(THE TASK)
Format every line of the records below as a numbered list, omitting blank lines and leaving out the pictures.

(SOURCE DATA)
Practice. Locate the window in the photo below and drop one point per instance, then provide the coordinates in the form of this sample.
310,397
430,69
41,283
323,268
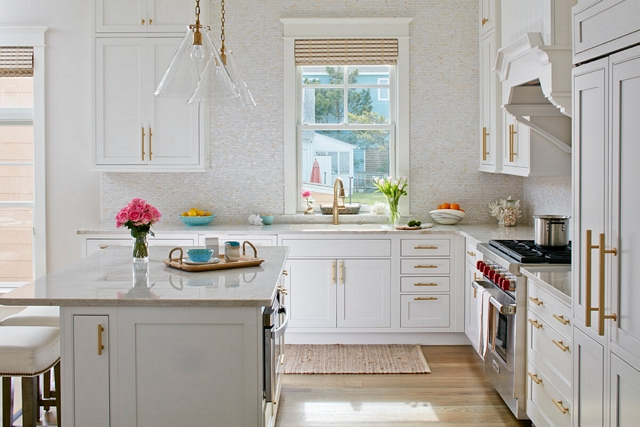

(RESPONSE TO THE TASK)
1. Practice. Locate the window in the photo below and drop one point per instance, then provide the coordinates in the form of this sample.
2. 310,397
3. 430,69
4. 41,283
5. 323,268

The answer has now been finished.